(Coordinate annotation data)
▽

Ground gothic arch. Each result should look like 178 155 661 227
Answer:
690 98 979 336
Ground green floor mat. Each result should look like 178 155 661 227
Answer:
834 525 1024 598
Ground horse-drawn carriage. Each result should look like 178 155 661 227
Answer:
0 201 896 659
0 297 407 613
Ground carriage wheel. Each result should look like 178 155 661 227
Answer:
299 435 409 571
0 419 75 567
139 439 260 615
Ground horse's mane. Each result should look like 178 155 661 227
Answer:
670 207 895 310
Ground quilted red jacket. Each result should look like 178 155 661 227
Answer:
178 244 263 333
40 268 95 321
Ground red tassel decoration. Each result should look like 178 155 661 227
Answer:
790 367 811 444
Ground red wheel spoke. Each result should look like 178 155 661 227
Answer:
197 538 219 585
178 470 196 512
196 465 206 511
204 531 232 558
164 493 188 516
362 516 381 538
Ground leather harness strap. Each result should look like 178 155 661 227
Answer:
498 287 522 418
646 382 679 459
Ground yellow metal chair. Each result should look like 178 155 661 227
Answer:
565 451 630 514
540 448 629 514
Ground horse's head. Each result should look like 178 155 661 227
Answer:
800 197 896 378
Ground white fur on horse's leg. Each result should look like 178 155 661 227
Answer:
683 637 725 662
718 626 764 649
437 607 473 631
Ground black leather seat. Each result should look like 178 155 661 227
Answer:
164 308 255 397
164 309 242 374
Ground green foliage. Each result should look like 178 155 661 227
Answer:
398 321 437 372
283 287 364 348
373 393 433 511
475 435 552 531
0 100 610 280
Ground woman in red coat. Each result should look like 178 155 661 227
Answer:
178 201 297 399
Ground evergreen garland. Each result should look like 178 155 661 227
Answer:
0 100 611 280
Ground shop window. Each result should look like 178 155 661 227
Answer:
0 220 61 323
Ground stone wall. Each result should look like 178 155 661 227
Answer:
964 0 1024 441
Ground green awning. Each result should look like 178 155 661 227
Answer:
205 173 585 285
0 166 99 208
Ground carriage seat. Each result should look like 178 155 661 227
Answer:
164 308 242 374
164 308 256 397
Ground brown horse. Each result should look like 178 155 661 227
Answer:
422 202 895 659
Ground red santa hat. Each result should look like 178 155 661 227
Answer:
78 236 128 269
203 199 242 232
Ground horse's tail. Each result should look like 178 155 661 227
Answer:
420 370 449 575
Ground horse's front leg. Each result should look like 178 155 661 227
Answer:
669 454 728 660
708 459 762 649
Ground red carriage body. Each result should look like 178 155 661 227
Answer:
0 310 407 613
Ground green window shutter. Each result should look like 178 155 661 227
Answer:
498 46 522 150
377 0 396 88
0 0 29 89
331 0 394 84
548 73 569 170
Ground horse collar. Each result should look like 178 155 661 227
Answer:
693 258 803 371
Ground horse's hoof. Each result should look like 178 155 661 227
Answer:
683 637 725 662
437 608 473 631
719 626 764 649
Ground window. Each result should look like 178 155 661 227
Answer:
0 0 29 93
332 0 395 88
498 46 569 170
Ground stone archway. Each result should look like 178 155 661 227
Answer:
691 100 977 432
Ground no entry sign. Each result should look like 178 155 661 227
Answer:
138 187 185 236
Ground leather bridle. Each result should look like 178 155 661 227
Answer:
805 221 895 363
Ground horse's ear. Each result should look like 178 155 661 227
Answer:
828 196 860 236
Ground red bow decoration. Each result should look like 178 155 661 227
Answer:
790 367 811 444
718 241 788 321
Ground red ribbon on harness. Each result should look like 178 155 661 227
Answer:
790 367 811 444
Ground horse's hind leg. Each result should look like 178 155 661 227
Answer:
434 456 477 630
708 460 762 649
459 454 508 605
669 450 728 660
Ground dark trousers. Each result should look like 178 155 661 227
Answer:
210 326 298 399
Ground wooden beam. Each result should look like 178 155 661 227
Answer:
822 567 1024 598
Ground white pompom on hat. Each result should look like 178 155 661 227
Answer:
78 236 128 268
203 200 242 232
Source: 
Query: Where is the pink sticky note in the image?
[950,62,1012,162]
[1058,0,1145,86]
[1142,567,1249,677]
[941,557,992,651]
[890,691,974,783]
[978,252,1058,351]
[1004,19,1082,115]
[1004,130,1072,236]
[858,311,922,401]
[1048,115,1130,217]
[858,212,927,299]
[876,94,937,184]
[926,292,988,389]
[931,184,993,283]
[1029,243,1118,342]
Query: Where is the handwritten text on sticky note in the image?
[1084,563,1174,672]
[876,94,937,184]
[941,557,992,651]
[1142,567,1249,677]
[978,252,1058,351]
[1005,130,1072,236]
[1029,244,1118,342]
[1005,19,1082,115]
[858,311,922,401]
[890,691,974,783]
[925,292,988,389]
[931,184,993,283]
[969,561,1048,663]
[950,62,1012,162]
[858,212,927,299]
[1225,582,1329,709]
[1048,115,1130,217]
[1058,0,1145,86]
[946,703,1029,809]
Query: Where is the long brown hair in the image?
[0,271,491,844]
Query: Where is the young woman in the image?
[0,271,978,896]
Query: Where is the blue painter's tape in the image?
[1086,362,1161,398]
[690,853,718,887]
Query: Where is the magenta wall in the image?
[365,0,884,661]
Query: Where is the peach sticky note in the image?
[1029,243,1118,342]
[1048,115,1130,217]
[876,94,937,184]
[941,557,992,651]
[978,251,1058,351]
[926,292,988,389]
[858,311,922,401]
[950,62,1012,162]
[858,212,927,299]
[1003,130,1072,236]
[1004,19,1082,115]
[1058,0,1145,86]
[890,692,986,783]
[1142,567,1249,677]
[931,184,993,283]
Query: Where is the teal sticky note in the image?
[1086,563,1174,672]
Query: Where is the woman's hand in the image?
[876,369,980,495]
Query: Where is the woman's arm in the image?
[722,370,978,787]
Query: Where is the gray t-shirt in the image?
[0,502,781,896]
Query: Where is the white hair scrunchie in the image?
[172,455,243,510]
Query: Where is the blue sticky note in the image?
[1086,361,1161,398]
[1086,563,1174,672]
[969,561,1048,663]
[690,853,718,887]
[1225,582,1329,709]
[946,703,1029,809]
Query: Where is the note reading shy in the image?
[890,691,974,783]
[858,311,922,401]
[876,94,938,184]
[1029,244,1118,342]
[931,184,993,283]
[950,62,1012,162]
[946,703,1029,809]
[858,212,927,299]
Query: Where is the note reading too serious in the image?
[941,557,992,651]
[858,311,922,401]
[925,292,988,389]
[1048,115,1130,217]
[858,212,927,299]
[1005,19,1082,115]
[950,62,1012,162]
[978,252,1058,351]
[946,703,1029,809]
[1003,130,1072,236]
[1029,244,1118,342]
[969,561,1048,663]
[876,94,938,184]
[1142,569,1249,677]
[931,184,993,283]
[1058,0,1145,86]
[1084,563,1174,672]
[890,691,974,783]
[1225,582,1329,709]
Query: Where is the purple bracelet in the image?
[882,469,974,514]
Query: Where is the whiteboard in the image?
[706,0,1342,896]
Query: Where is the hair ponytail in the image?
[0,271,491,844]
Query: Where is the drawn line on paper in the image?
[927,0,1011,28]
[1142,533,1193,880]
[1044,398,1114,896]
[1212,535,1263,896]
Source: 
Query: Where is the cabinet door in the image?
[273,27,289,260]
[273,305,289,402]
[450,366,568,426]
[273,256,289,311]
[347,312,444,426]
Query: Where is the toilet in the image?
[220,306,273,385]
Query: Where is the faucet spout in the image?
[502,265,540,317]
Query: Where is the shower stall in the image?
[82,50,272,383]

△

EXERCISE DIRECTIONS: Format every line of the data above as a JSON list of strings, with one string per line and blank lines omitted.

RESPONSE:
[
  "Ground gothic arch. Each result should look like 178 155 661 227",
  "Answer:",
  "690 98 979 336",
  "Ground green floor mat. Each result should look like 178 155 661 227",
  "Answer:",
  "834 525 1024 598",
  "Ground horse-drawn carriage. Each result should look like 178 155 661 227",
  "Answer:",
  "0 201 896 659",
  "0 297 407 613",
  "Ground carriage wheel. Each result should look like 178 155 661 227",
  "Answer:",
  "299 435 409 571",
  "0 419 75 567",
  "139 439 260 615",
  "Ground horse's mane. Each result should look like 178 155 661 227",
  "Answer:",
  "670 207 895 310",
  "Ground quilted red jacket. Each result should look like 178 155 661 227",
  "Answer:",
  "178 244 263 333",
  "40 268 95 321",
  "Ground red tassel decoration. Each result should look like 178 155 661 227",
  "Answer:",
  "790 367 811 444",
  "Ground red wheel spoke. Each result should look like 178 155 661 227",
  "Answer:",
  "197 538 219 585",
  "178 470 196 512",
  "196 465 206 511",
  "204 531 232 558",
  "164 493 188 516",
  "362 516 381 538",
  "Ground leather harness strap. Each result should look like 178 155 661 227",
  "Answer:",
  "498 287 522 418",
  "646 382 679 459",
  "Ground yellow metal chair. Each result should look like 178 155 661 227",
  "Answer:",
  "565 451 630 514",
  "540 448 629 514",
  "Ground horse's head. Each result should look like 178 155 661 227",
  "Answer:",
  "800 197 896 378",
  "Ground white fur on horse's leg. Each result should look like 178 155 661 227",
  "Answer:",
  "683 637 725 662",
  "718 626 764 649",
  "437 607 473 631",
  "Ground black leather seat. Each result should look like 178 155 661 227",
  "Answer:",
  "164 308 255 397",
  "164 309 242 374",
  "Ground green foliage. Each result should look like 178 155 661 227",
  "Answer:",
  "398 321 437 372",
  "283 287 364 348",
  "373 393 433 511",
  "475 435 552 531",
  "0 100 610 280",
  "Ground woman in red coat. Each result should look like 178 155 661 227",
  "Answer:",
  "178 201 297 399",
  "Ground evergreen garland. Each result should look like 178 155 661 227",
  "Answer:",
  "0 100 611 280",
  "Ground shop window. Each result should look like 178 155 661 227",
  "Answer:",
  "0 220 61 323",
  "Ground stone wall. Each result should look like 178 155 661 227",
  "Answer:",
  "964 0 1024 441",
  "Ground green awning. Each result should look like 178 155 661 227",
  "Answer:",
  "205 173 585 285",
  "0 166 99 208",
  "Ground carriage seat. Each result should look like 178 155 661 227",
  "Answer:",
  "164 308 242 374",
  "164 308 256 397",
  "Ground brown horse. Each result should look like 178 155 661 227",
  "Answer:",
  "422 202 895 659",
  "Ground red santa hat. Each result should look like 178 155 661 227",
  "Answer:",
  "78 236 128 269",
  "203 199 242 232",
  "Ground horse's tail. Each result should look like 178 155 661 227",
  "Answer:",
  "420 370 449 575",
  "Ground horse's front leg. Each result should look like 178 155 661 227",
  "Answer:",
  "669 454 728 660",
  "708 459 762 649",
  "Ground red carriage body. Each result should look like 178 155 661 227",
  "Answer:",
  "0 310 407 613",
  "Ground green window shutter. Each result should look like 178 155 661 227",
  "Answer:",
  "498 46 522 150",
  "377 0 396 88",
  "0 0 29 89",
  "331 0 394 84",
  "548 73 569 170",
  "Ground horse collar. Each result should look like 178 155 661 227",
  "Answer:",
  "693 258 803 371",
  "Ground horse's hoof. Each result should look like 178 155 661 227",
  "Answer:",
  "683 637 725 662",
  "437 608 473 631",
  "719 626 764 649",
  "Ground window. Each result should look like 178 155 661 227",
  "Answer:",
  "0 0 29 93",
  "332 0 395 88",
  "498 46 569 170",
  "Ground stone archway. Each result should look like 178 155 661 227",
  "Answer:",
  "691 100 977 432",
  "Ground no entry sign. Each result should look like 178 155 661 227",
  "Answer:",
  "138 187 185 236",
  "Ground leather bridle. Each result should look like 178 155 661 227",
  "Answer:",
  "805 221 895 363",
  "Ground horse's ear. Each result should look like 178 155 661 227",
  "Answer:",
  "828 196 860 236",
  "Ground red bow decoration. Each result should look like 178 155 661 227",
  "Answer:",
  "790 367 811 444",
  "718 241 788 321",
  "Ground red ribbon on harness. Each result should look like 178 155 661 227",
  "Answer:",
  "790 367 811 444",
  "Ground horse's hind leg. Each result should look like 178 155 661 227",
  "Answer:",
  "434 456 477 630",
  "708 460 762 649",
  "459 454 508 605",
  "669 450 728 660",
  "Ground dark trousers. Each result should look like 178 155 661 227",
  "Answer:",
  "210 326 298 399",
  "Ground wooden beam. Each result should look like 178 155 661 227",
  "Answer:",
  "822 567 1024 598",
  "Ground white pompom on hat. Each result should look like 178 155 661 227",
  "Answer:",
  "78 236 128 268",
  "203 200 242 232",
  "Source: ",
  "Query: Where is the pink sticky note in the image?",
  "[950,62,1012,162]",
  "[1058,0,1145,86]",
  "[1142,567,1249,677]",
  "[941,557,992,651]",
  "[890,691,974,783]",
  "[978,252,1058,351]",
  "[1004,19,1082,115]",
  "[1004,130,1072,236]",
  "[858,311,922,401]",
  "[1048,115,1130,217]",
  "[858,212,927,299]",
  "[876,94,937,184]",
  "[926,292,988,389]",
  "[931,184,993,283]",
  "[1029,243,1118,342]",
  "Query: Where is the handwritten text on sticky note in the image?",
  "[1084,563,1174,672]",
  "[876,94,937,184]",
  "[941,557,992,651]",
  "[1142,567,1249,677]",
  "[978,252,1058,351]",
  "[1005,130,1072,236]",
  "[1029,244,1118,342]",
  "[1005,19,1082,115]",
  "[858,311,922,401]",
  "[890,691,974,783]",
  "[925,292,988,389]",
  "[931,184,993,283]",
  "[969,561,1048,663]",
  "[950,62,1012,162]",
  "[858,212,927,299]",
  "[1225,582,1329,709]",
  "[1048,115,1130,217]",
  "[1058,0,1145,86]",
  "[946,703,1029,809]",
  "Query: Where is the long brown hair in the image?",
  "[0,271,491,844]",
  "Query: Where is the young woman in the image?",
  "[0,271,978,896]",
  "Query: Where is the blue painter's tape in the image?",
  "[1086,362,1161,398]",
  "[690,853,718,887]",
  "Query: Where is the magenta wall in the image?",
  "[365,0,884,661]",
  "Query: Where is the peach sticky note in the image?",
  "[1029,243,1118,342]",
  "[1048,115,1130,217]",
  "[876,94,937,184]",
  "[941,557,992,651]",
  "[978,251,1058,351]",
  "[926,292,988,389]",
  "[858,311,922,401]",
  "[950,62,1012,162]",
  "[858,212,927,299]",
  "[1003,130,1072,236]",
  "[1004,19,1082,115]",
  "[1058,0,1145,86]",
  "[890,692,986,783]",
  "[1142,567,1249,677]",
  "[931,184,993,283]",
  "Query: Where is the teal sticky note in the image?",
  "[1086,563,1174,672]",
  "Query: Where is the woman's hand in the image?",
  "[876,369,980,495]",
  "Query: Where is the woman's arm in the image?",
  "[722,370,978,787]",
  "Query: Where is the gray t-shirt in the image?",
  "[0,502,781,896]",
  "Query: Where is the white hair scrunchie in the image?",
  "[172,455,243,510]",
  "Query: Where is the blue sticky note in the image?",
  "[1086,361,1161,398]",
  "[1086,563,1174,672]",
  "[969,561,1048,663]",
  "[690,853,718,887]",
  "[1225,582,1329,709]",
  "[946,703,1029,809]",
  "Query: Where is the note reading shy in the image?",
  "[890,691,974,783]",
  "[858,311,922,401]",
  "[876,94,938,184]",
  "[1029,244,1118,342]",
  "[931,184,993,283]",
  "[950,62,1012,162]",
  "[946,703,1029,809]",
  "[858,212,927,299]",
  "Query: Where is the note reading too serious in the image?",
  "[941,557,992,651]",
  "[858,311,922,401]",
  "[925,292,988,389]",
  "[1048,115,1130,217]",
  "[858,212,927,299]",
  "[1005,19,1082,115]",
  "[950,62,1012,162]",
  "[978,252,1058,351]",
  "[946,703,1029,809]",
  "[1003,130,1072,236]",
  "[1029,244,1118,342]",
  "[969,561,1048,663]",
  "[876,94,938,184]",
  "[1142,569,1249,677]",
  "[931,184,993,283]",
  "[1058,0,1145,86]",
  "[1084,563,1174,672]",
  "[890,691,974,783]",
  "[1225,582,1329,709]",
  "Query: Where is the purple bracelet in the image?",
  "[882,469,974,514]",
  "Query: Where is the whiteboard in the image?",
  "[706,0,1342,896]",
  "Query: Where is the hair ponytail in the image?",
  "[0,271,491,844]",
  "Query: Where is the drawn line on paper in the image?",
  "[927,0,1011,28]",
  "[1142,533,1193,880]",
  "[1044,398,1114,896]",
  "[1212,535,1263,896]",
  "Source: ",
  "Query: Where is the cabinet door in the image?",
  "[273,27,289,260]",
  "[273,305,289,402]",
  "[450,366,568,426]",
  "[273,256,289,311]",
  "[347,312,444,426]",
  "Query: Where is the toilet in the image?",
  "[220,306,273,385]",
  "Query: Where is the faucet spout in the image?",
  "[502,265,540,317]",
  "Query: Where is the shower stall in the image?",
  "[82,50,272,383]"
]